* _EXERCISE DESCRIPTION_: Use the entries below and reproduce exactly the lines from the one containing "of the woven" down to the one containing "of the brick", both of them included.

* _PROVIDED RECORDS_:
================

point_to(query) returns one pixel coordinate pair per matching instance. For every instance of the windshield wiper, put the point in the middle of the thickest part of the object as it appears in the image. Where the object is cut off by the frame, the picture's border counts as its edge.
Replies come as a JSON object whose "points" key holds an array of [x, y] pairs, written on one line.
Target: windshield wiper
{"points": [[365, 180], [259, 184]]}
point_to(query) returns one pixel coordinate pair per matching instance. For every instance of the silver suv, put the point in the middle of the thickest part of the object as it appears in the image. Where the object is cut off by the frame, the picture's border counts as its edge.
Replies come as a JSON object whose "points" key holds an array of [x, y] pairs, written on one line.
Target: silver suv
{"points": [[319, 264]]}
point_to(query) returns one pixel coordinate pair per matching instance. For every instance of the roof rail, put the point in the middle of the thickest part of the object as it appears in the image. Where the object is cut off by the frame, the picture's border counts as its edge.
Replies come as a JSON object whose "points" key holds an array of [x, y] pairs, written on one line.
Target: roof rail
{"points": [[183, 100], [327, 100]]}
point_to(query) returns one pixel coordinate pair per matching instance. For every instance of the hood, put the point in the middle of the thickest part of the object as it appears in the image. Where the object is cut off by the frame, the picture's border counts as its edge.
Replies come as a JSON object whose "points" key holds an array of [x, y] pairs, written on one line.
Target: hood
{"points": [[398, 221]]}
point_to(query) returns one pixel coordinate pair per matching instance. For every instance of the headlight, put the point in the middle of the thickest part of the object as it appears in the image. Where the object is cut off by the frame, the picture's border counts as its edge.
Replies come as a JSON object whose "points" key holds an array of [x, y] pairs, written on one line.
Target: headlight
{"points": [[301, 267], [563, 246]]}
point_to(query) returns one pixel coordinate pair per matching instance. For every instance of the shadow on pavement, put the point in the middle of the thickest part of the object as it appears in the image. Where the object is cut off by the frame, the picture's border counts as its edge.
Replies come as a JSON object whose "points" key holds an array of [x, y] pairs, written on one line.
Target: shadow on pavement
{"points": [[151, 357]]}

================

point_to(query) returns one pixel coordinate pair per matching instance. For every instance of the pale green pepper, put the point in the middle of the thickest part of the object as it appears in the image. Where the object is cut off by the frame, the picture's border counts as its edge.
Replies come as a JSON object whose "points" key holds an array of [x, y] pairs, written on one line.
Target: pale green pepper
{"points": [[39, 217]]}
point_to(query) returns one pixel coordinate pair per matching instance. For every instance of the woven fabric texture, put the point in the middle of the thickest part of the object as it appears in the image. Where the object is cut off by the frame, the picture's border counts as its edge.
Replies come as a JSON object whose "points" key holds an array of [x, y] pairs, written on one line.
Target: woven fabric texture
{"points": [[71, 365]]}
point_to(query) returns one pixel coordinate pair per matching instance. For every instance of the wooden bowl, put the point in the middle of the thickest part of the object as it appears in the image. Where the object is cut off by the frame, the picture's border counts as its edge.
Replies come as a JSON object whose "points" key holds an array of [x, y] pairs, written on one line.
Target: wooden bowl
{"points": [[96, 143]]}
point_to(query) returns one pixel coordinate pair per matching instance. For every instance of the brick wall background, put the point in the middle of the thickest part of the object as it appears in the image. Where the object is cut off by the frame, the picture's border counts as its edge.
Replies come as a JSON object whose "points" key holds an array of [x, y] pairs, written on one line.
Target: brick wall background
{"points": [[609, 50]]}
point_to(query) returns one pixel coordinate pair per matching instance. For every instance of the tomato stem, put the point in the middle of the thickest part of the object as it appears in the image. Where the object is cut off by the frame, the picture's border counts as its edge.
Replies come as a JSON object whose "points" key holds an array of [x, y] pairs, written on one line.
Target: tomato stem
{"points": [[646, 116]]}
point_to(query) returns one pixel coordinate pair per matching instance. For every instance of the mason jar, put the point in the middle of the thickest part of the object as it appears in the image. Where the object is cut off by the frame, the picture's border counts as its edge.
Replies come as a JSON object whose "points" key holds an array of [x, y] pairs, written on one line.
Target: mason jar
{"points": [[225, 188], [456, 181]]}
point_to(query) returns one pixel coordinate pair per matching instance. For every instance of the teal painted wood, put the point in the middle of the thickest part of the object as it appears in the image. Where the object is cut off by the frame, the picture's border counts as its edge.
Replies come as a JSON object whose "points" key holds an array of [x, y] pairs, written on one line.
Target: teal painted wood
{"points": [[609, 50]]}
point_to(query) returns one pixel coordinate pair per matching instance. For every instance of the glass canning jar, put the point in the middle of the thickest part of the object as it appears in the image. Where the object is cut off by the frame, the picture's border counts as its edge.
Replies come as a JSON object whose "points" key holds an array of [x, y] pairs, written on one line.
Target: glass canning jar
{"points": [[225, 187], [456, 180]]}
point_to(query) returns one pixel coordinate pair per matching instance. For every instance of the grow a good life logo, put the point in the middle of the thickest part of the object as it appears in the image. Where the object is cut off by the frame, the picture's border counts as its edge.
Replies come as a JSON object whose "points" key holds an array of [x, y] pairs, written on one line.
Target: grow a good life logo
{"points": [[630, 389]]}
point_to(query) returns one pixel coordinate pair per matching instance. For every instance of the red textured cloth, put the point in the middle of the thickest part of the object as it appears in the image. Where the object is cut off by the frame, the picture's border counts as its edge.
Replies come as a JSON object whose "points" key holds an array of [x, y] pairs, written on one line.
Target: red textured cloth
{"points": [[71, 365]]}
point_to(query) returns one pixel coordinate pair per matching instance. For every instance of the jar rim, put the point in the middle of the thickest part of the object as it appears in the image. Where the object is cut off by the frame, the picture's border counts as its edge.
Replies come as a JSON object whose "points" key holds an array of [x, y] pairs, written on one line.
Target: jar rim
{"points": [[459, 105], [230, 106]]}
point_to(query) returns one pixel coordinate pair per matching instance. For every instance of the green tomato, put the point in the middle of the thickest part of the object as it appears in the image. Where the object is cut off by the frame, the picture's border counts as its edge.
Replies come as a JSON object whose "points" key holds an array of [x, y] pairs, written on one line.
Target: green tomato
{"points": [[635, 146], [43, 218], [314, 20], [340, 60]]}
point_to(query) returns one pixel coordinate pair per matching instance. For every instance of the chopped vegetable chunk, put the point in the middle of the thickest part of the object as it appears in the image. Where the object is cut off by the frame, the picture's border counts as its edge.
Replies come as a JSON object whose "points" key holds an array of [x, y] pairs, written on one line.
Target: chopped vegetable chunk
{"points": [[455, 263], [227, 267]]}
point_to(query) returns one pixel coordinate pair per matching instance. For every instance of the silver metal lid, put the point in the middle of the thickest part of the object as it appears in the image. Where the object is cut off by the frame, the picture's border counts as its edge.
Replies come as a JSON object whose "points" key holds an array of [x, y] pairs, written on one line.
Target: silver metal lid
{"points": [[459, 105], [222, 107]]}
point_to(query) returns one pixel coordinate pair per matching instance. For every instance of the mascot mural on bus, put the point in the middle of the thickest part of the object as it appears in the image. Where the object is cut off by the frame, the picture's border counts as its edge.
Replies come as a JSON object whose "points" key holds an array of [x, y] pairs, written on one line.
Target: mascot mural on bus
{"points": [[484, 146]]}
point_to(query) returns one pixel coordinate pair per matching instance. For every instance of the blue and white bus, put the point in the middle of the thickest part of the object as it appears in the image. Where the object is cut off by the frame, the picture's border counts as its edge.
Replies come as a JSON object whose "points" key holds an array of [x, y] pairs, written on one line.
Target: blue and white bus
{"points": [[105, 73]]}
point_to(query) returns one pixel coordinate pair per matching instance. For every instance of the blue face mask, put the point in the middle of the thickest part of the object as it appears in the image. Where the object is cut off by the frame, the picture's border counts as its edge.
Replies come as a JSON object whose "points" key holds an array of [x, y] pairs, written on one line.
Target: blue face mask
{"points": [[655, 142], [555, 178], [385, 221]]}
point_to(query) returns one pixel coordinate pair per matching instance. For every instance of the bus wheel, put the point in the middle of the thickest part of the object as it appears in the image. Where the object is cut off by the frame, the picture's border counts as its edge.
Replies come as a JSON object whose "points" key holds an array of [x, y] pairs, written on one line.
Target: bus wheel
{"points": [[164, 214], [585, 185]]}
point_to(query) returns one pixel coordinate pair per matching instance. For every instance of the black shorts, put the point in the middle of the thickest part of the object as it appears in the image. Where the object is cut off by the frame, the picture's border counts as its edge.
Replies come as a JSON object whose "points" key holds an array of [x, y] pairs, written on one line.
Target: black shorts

================

* _RESULT_:
point_to(query) returns one pixel coordinate pair per matching instance. For every instance of the woven fabric texture, put the point in the middle of the thickest part of the object as it appears in the image. Where the object is cut off by the frame, the picture's border counts as its edge.
Replies come as a JSON object whose "points" key holds an array of [x, y] pairs, written on one line.
Target: woven fabric texture
{"points": [[71, 365]]}
point_to(query) returns one pixel coordinate pair per matching instance. For every instance of the wooden bowl, put the point in the middle of the thickest part of the object as it appears in the image. Where the object is cut off by the frame, the picture's border counts as its edge.
Replies come as a JSON object whose "points" key holds an array of [x, y] pairs, written on one line.
Target: wooden bowl
{"points": [[96, 143]]}
point_to(query) returns one pixel coordinate pair per matching instance. For every instance of the brick wall background, put the point in the middle of the thickest part of the object as it appears in the image. Where the object is cut off by the frame, the picture's border counts as its edge.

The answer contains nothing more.